[[ Data for this task, beginning ]]

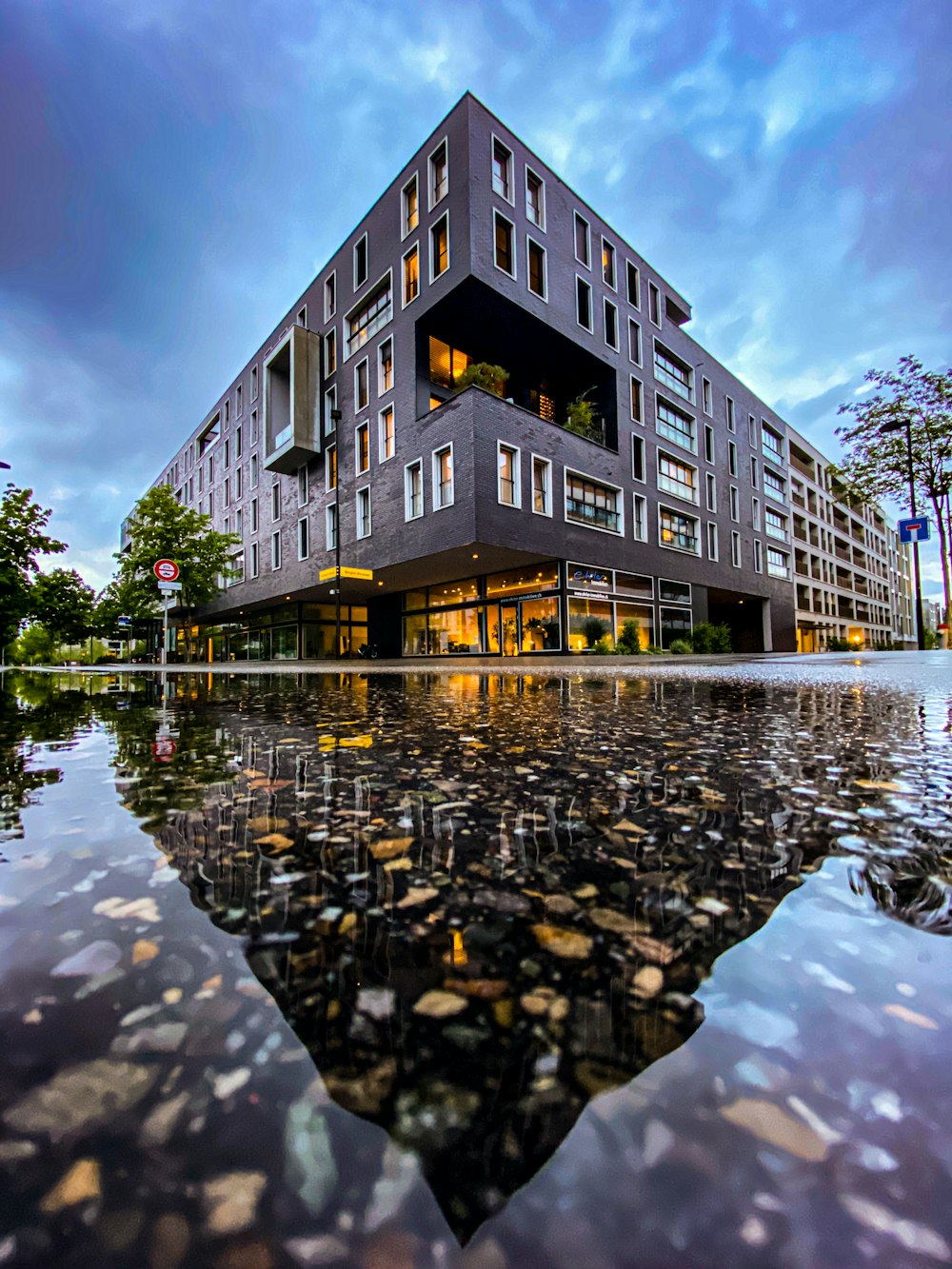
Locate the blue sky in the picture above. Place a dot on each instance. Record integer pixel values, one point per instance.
(175, 174)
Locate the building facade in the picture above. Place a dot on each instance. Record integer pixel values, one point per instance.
(487, 406)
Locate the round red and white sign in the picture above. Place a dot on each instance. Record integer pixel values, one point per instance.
(166, 570)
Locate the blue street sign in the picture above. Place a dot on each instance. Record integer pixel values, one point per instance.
(914, 529)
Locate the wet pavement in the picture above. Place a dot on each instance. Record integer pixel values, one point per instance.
(615, 966)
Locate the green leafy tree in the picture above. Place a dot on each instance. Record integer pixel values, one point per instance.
(878, 464)
(162, 528)
(22, 542)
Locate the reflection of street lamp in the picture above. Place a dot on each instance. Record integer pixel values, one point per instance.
(905, 426)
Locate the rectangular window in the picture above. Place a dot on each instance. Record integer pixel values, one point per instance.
(508, 475)
(385, 367)
(634, 288)
(541, 486)
(362, 448)
(583, 302)
(536, 269)
(440, 174)
(505, 256)
(360, 263)
(535, 199)
(385, 433)
(364, 513)
(678, 532)
(589, 503)
(413, 490)
(444, 477)
(611, 324)
(502, 170)
(440, 247)
(410, 207)
(583, 241)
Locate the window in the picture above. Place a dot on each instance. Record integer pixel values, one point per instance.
(589, 503)
(583, 302)
(638, 403)
(385, 433)
(385, 367)
(611, 324)
(444, 477)
(583, 241)
(536, 199)
(676, 426)
(410, 207)
(411, 275)
(330, 526)
(440, 174)
(541, 486)
(364, 513)
(440, 247)
(677, 477)
(654, 304)
(634, 342)
(634, 289)
(536, 269)
(360, 263)
(362, 448)
(670, 369)
(503, 258)
(369, 316)
(362, 386)
(502, 170)
(678, 532)
(413, 490)
(508, 475)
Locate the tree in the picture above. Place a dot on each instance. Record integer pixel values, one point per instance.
(162, 528)
(878, 464)
(22, 541)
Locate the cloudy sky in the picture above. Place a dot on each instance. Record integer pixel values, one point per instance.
(171, 175)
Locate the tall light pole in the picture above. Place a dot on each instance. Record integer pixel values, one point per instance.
(905, 426)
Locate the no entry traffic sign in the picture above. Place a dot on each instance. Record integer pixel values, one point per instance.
(166, 570)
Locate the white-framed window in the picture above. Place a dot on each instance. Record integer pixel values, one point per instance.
(409, 206)
(583, 302)
(536, 268)
(503, 171)
(364, 511)
(609, 317)
(541, 486)
(444, 492)
(677, 530)
(411, 274)
(608, 270)
(508, 483)
(413, 490)
(440, 247)
(593, 504)
(440, 172)
(503, 244)
(583, 241)
(387, 439)
(362, 448)
(362, 385)
(536, 199)
(385, 367)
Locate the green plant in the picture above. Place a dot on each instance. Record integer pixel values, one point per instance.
(483, 374)
(707, 637)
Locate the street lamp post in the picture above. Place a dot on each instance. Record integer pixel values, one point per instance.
(905, 426)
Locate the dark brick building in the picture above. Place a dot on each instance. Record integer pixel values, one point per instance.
(487, 523)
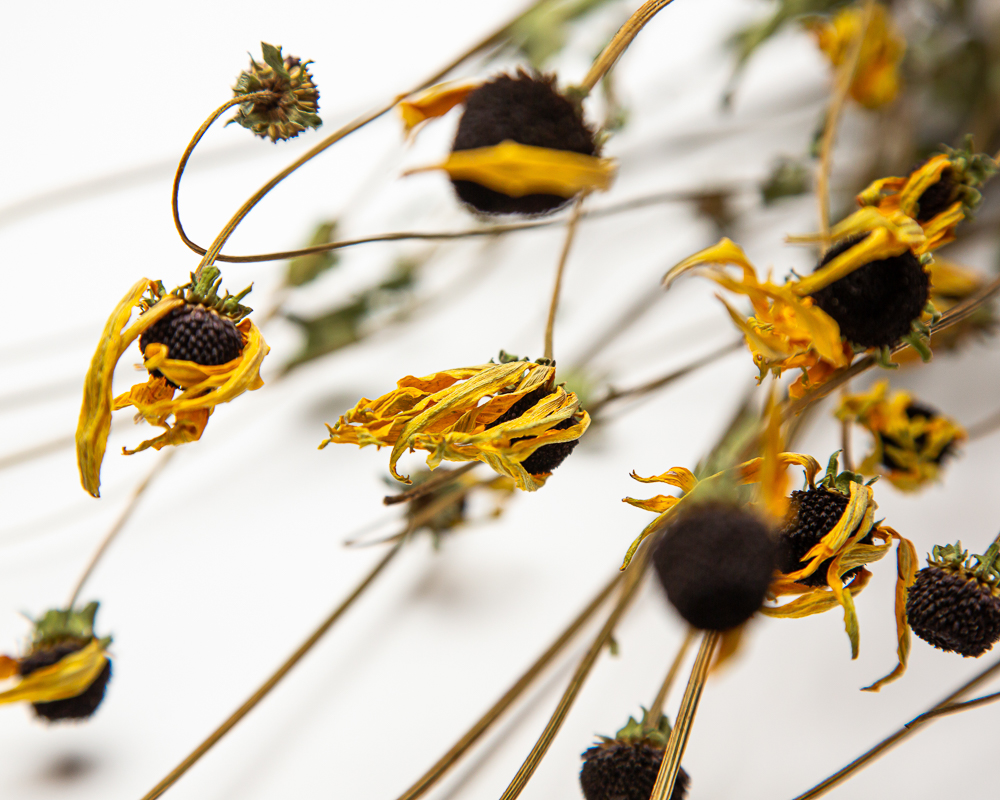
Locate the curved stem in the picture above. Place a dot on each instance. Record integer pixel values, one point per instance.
(119, 524)
(656, 710)
(910, 728)
(630, 586)
(845, 76)
(449, 759)
(671, 763)
(619, 44)
(571, 226)
(271, 682)
(175, 191)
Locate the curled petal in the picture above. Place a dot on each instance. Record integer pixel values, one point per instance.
(518, 169)
(68, 677)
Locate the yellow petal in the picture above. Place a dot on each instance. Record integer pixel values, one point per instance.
(518, 169)
(95, 413)
(68, 677)
(434, 102)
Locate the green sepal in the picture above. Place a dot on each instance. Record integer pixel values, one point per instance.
(59, 624)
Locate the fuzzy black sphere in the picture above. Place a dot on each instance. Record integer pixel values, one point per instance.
(814, 514)
(193, 333)
(528, 110)
(620, 771)
(84, 704)
(715, 561)
(952, 613)
(547, 457)
(876, 304)
(937, 197)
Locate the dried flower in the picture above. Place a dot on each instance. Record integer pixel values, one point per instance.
(192, 340)
(66, 670)
(938, 194)
(955, 605)
(294, 99)
(521, 146)
(625, 768)
(912, 441)
(509, 415)
(876, 77)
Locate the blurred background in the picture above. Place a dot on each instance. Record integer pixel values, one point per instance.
(237, 550)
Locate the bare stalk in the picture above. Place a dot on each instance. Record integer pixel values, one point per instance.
(271, 682)
(483, 724)
(630, 586)
(619, 44)
(123, 518)
(671, 764)
(571, 226)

[[ Data for this task, end ]]

The response should consist of the entries above, given again exactly and free of pictures.

**Exercise answer**
Locate the blue sky in the picture above. Place a dot on each instance. Record integer pixel values, one point per instance.
(175, 174)
Locate the building facade in the picture above. Place a dot on each instance. Record integer pixel values, one point per instance.
(487, 406)
Locate the round red and white sign in the picture above. Place a dot on each instance. Record integer pixel values, one point per instance.
(166, 570)
Locate the blue street sign in the picture above. Place a dot on each instance. Record integer pixel values, one point per instance.
(914, 529)
Locate the wet pavement in the picture above. Place a dot on each instance. Record integer pixel values, one point per instance.
(615, 966)
Locate the green leafy tree in the picture above. Place a dot on each instance. Record integer pixel values, one point per instance.
(878, 464)
(162, 528)
(22, 542)
Locate the reflection of street lamp in the picture above. Place a dot on each instance. Record integer pixel values, one point per instance.
(905, 426)
Locate the rectangular window in the picture above. Place a dot on each instance. Record integer pixel values, one point per instance.
(508, 475)
(385, 367)
(634, 288)
(541, 486)
(362, 448)
(583, 302)
(536, 269)
(440, 174)
(505, 256)
(360, 263)
(535, 199)
(385, 433)
(364, 513)
(678, 532)
(589, 503)
(413, 490)
(444, 477)
(611, 324)
(502, 170)
(440, 247)
(410, 207)
(583, 241)
Locate the window in the picture above. Place a dot on each instance. Record integer pixel values, one point per instance.
(589, 503)
(583, 302)
(638, 403)
(385, 433)
(385, 367)
(611, 324)
(444, 477)
(583, 241)
(536, 199)
(676, 426)
(410, 207)
(411, 275)
(330, 526)
(440, 174)
(541, 486)
(364, 513)
(440, 247)
(677, 477)
(654, 304)
(634, 342)
(634, 289)
(536, 269)
(360, 263)
(362, 448)
(670, 369)
(503, 258)
(369, 316)
(362, 386)
(502, 170)
(678, 532)
(413, 490)
(508, 475)
Locate the tree in the picture above. Place a dot on each instance. Record integer pixel values, one point per instance.
(162, 528)
(878, 464)
(22, 541)
Locate the cloudy sky in the picture above. Place a dot on each instance. Record integer pixel values, one point per instance.
(171, 175)
Locate the tall light pole in the picture above. Place a dot on each instance. Record integer pixel values, one point per instance.
(905, 426)
Locate the no entry traffic sign in the picture above. Place a dot on each instance. Record integer pixel values, one point per instance.
(166, 570)
Locate the white-framed window in the picture above. Place a dot on each instance. Record integer pixel values, one point per instance.
(409, 206)
(583, 302)
(536, 268)
(503, 171)
(364, 511)
(609, 317)
(541, 486)
(444, 492)
(677, 530)
(411, 274)
(608, 270)
(508, 483)
(413, 490)
(440, 247)
(593, 504)
(440, 172)
(503, 244)
(583, 241)
(387, 439)
(362, 448)
(362, 385)
(536, 199)
(385, 367)
Locate the green plant in the picture above. Place a dot on each instance. Record integer pixel values, one point per instance.
(483, 374)
(707, 637)
Locate the street lamp post in the picture above. Place a dot on each instance. Record integer pixel values, one point per instance.
(905, 426)
Locate the dark brick building in the picture above. Place a dot on each instance. Record integer pixel values, one point per instance.
(487, 523)
Locate the curved stem in the picture above. Place a dot on each instance. Record integer pixel values, one point per instance.
(119, 524)
(656, 710)
(910, 728)
(630, 586)
(845, 76)
(449, 759)
(671, 763)
(619, 44)
(571, 226)
(271, 682)
(175, 191)
Locate the curled petal in the picture above. Place a dot on each instance. Record integer pixel values, one point per instance.
(518, 169)
(68, 677)
Locate the yellow petal in the picture above. Place a dot on each instance. Record integer pixel values, one point per instance.
(518, 169)
(95, 413)
(68, 677)
(434, 102)
Locate the green sepal in the picture above. Place a dot on each instance. Record integer pixel values, one point per instance.
(59, 624)
Locate the fuzzy black sphere in the picture above. Place a dot on each instance. Record integer pixel values, one point per instance.
(814, 514)
(193, 333)
(528, 110)
(620, 771)
(84, 704)
(715, 561)
(952, 613)
(547, 457)
(876, 304)
(937, 197)
Locate the dried flower in the picture above. Place a dot on each instance. Record integer pixel values, one point per instance.
(192, 340)
(66, 670)
(938, 194)
(955, 605)
(294, 99)
(521, 146)
(625, 768)
(912, 441)
(509, 415)
(876, 77)
Locate the blurred background in the picture above. Place a dot on each instance. Record integer pixel values, one point per instance.
(237, 550)
Locate the bare stalk in the picture above. Place a dot on each instance. Record integer pixel values, one point per instance.
(271, 682)
(483, 724)
(630, 586)
(619, 44)
(123, 518)
(671, 764)
(571, 226)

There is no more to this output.